Определите, соответствуют ли фрагменту утверждения (a), (b) и (c), и ответьте на каждое «да» или «нет», приведя решающие слова фрагмента в точной цитате. (a) Во время монолога Толя раздевался и забирался под одеяло. (b) Сидя по краям ложа, супруги курили каждый свою сигарету. (c) В первом варианте симпатии зрителей были на стороне матери.

**ПРЕДОСТАВЛЕННЫЙ ФРАГМЕНТ:**
§ §
Света же являла собой лежачий камень, под который, как известно, не течет вода. Ее нерешительность и настороженность зритель легко понимал — минуты легкости и радости редки. А как будет потом, когда окончится действие свадебного шампанского? Есть же примета: “Много смеешься — не заплакать бы”. Во время монолога Толя, мило и обаятельно дурачась, раздевался и забирался под одеяло. Он превосходил самого себя. Дело было за Светой. И она почти сдавалась. Но все-таки в последний момент вырывалась из его объятий с криком: “Но ты же меня не любишь! Как ты можешь ко мне прикасаться!”

Анатолий сбавлял натиск. Возникали сбои ритма, паузы. Проза жизни мешала полету вдохновения. Он медленно одевался. Потом незадачливые супруги сидели по краям супружеского ложа, разделенные им, и курили, передавая друг другу, одну сигарету и вяло перебрасывались фразами.

— Теперь я тебя узнаю.

— Те двое тоже не решились.

— А тебя сто пятьдесят человек отбросило.

Затем супруги прибирали кровать (пришедшая мать должна была иметь право сказать: “Постель-то не мятая”).

Мать, войдя в комнату, сразу все понимала и действовала, зная свою дочь. Ее инертность нужно было преодолеть, вызывая у нее чувство протеста. И она произносила несправедливые обвинения в адрес зятя, отстаивала свои территориальные права — словом, делала все, что могло активизировать дочь. Ее затея удавалась. Молодая семья уходила в новую жизнь.

В первом варианте зритель болел за Свету, сочувствовал ей. Здесь симпатии были на стороне Толи и матери. Зрителям очень хотелось, чтобы их усилия преодолели инертность Светы, но имея в своем опыте достаточное количество примеров расейской лености и нежелания сопротивляться потоку, сильно сомневались в успехе предприятия.

В третий брак вступали люди, характеры которых одиночество уже испортило (Е.Дронова и М.Фролов). Головой они понимали необходимость брачного союза и необходимость для его успеха взаимных уступок, но владеть собой не умели. Все время кто-то срывался. Причем они роковым образом, что называется, не совпадали по фазе. То он “лезет в бутылку”, она идет на уступки; то она, устав от смирения, взрывается — он зализывает раны, которые ей нанес.
§ §
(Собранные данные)
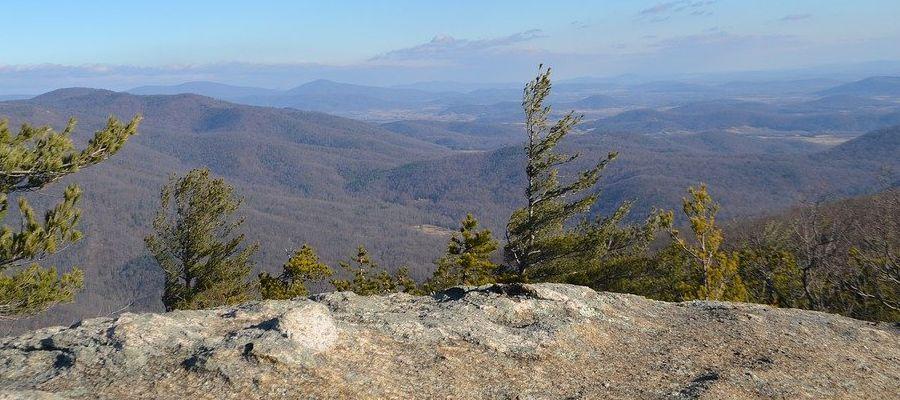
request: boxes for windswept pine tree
[504,67,640,277]
[259,244,334,300]
[0,116,141,319]
[425,214,499,292]
[670,184,748,301]
[145,168,259,311]
[331,246,420,296]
§ §
**ВЫПОЛНЕННОЕ ЗАДАНИЕ:**
(a) Да: «Во время монолога Толя, мило и обаятельно дурачась, раздевался и забирался под одеяло».
(b) Нет: «курили, передавая друг другу, одну сигарету».
(c) Нет: «В первом варианте зритель болел за Свету, сочувствовал ей».